**WORK ORDER**
Copy every entry verbatim and skip the pictures.

Stored data entries
----------

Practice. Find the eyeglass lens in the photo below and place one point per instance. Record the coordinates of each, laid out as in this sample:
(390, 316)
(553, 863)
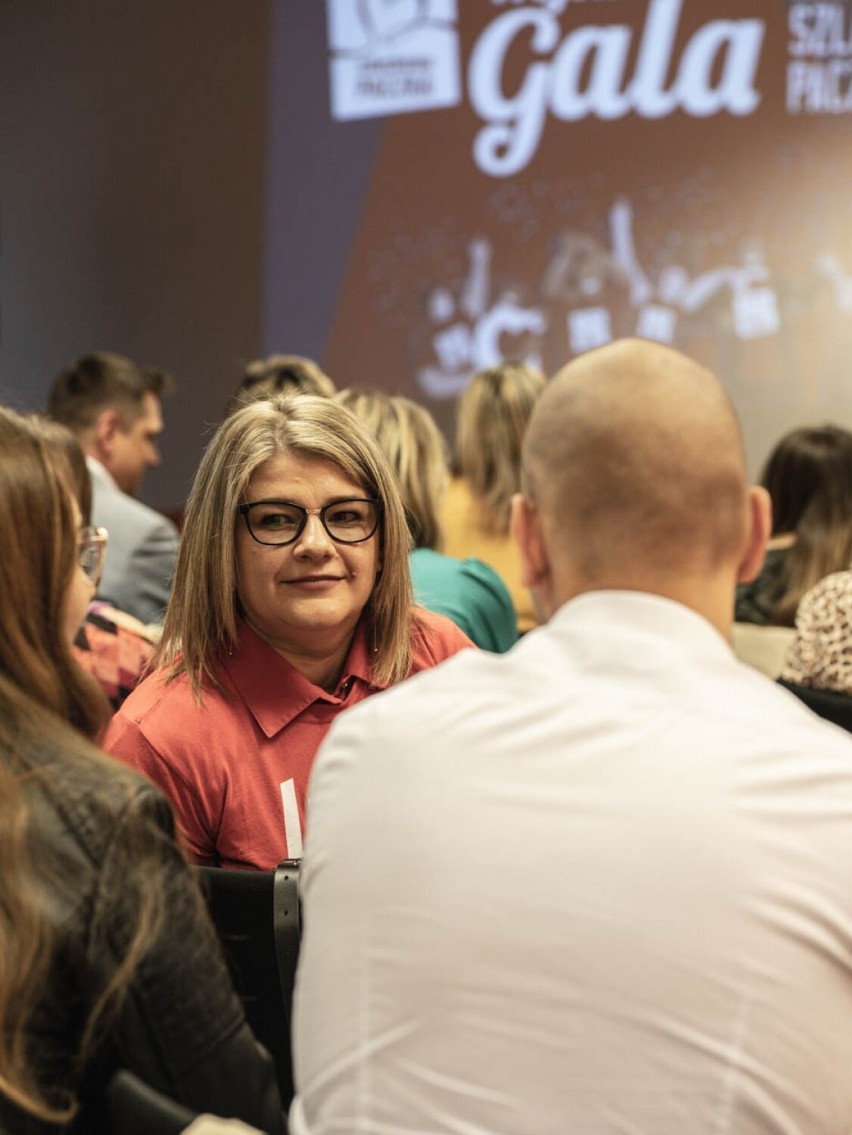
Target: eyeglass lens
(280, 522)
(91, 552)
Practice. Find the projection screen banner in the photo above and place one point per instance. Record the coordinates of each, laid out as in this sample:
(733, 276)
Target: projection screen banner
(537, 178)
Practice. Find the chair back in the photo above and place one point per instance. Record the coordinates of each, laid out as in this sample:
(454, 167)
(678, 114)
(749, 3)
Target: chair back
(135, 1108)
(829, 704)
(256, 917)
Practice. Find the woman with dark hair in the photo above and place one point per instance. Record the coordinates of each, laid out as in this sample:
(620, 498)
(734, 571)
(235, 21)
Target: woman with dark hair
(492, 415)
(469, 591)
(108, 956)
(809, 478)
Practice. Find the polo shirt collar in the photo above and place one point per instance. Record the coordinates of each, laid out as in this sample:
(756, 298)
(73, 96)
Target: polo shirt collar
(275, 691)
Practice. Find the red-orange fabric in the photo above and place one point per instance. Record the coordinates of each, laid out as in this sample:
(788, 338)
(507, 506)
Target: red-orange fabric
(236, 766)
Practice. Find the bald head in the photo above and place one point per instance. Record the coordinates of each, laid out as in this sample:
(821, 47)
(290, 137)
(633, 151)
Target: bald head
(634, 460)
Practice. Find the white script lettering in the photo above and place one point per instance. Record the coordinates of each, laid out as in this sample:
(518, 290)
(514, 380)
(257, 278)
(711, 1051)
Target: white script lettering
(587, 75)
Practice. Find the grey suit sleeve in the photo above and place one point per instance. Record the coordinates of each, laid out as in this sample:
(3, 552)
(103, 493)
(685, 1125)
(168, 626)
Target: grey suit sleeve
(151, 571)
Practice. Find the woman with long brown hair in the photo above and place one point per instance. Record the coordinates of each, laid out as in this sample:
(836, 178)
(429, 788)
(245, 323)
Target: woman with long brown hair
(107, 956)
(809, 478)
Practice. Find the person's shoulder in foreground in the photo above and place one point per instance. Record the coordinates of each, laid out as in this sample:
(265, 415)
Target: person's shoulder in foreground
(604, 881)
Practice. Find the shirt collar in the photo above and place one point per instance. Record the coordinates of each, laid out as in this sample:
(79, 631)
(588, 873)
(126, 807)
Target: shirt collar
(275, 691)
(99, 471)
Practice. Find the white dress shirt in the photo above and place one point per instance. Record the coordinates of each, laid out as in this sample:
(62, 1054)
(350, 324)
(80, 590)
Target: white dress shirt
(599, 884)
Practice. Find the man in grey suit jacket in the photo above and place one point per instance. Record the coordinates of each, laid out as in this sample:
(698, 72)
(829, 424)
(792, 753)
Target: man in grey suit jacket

----------

**REPLY TO THE EXERCISE**
Practice. Find the eyeglass lens in the photo below and place one point per instance. Record the coordinates of each, laid out as in this sample:
(390, 316)
(553, 863)
Target: eyeglass lens
(280, 522)
(91, 552)
Practice. Find the projection screen banner in the photo above and place one point per instance. Record the coordinates of each, laid out as in this sample:
(733, 276)
Target: projection screen banner
(537, 178)
Practice. Find the chair back in the photo above and place one point per instance. Record the coordinates of each, laid out as in this sample:
(454, 167)
(678, 114)
(749, 3)
Target: chair back
(135, 1108)
(829, 704)
(256, 917)
Practice. Find the woman with dark hair in the photo above and place one point per instance. Record the coordinates of each, laid out as in this sample:
(620, 498)
(734, 571)
(235, 21)
Target: woman with dark hair
(492, 415)
(469, 591)
(108, 956)
(809, 478)
Practice. Find the polo shirt collar in the photo above and place one point per instance. Record the coordinates of each, laid out as in this sample:
(756, 298)
(73, 96)
Target: polo shirt collar
(275, 691)
Practice. Find the red-orange fabric in the photo above and place one point per instance. Record the coordinates of each, laid out as in this sample:
(788, 338)
(507, 506)
Target: red-orange fabric
(236, 766)
Practice. Find the bald head in the photo above and place one point per instance. Record the coordinates of each, laid out as in this sample:
(821, 47)
(290, 137)
(633, 151)
Target: bald head
(634, 460)
Practice. Find the white script lettering in the photo above and place one point per instance. Record the coordinates of each, laid out as in this sample:
(518, 290)
(514, 380)
(257, 278)
(711, 1051)
Target: white script lettering
(587, 75)
Practice. Find the grey suit sleeve in the photo above and place one point per instance. Record the coordinates of each, laid out as in this sample:
(3, 552)
(103, 493)
(685, 1125)
(168, 626)
Target: grey suit sleeve
(151, 571)
Practice. Find the woman with long brown hair in the photo above and place one point per instance. Record the coordinates of each, laid out as in this sample:
(836, 178)
(429, 788)
(245, 323)
Target: woman with long brown hair
(107, 956)
(809, 478)
Practice. Find the person's shoulder in foreground in the photo above and place one point per instance. Record the coordinates of each, laid out as in this sample:
(265, 415)
Target: person's shoulder in foreground
(604, 881)
Practice. Find the shirt collar in the photo above and place one point per instance. Record the coordinates of each, laid out as in this sample:
(79, 631)
(588, 873)
(126, 807)
Target: shirt collar
(275, 691)
(99, 471)
Practice. Find the white dress shirt in the photo above and place one point per instance. Record the coordinates of each, laid out as in this sample:
(62, 1054)
(350, 324)
(80, 590)
Target: white dress shirt
(599, 884)
Practice. Find the man in grey suit jacket in the photo above and place one point per instance. Record the coordinates of each, laid out as in this sample:
(698, 72)
(829, 424)
(792, 753)
Target: man in grey suit jacket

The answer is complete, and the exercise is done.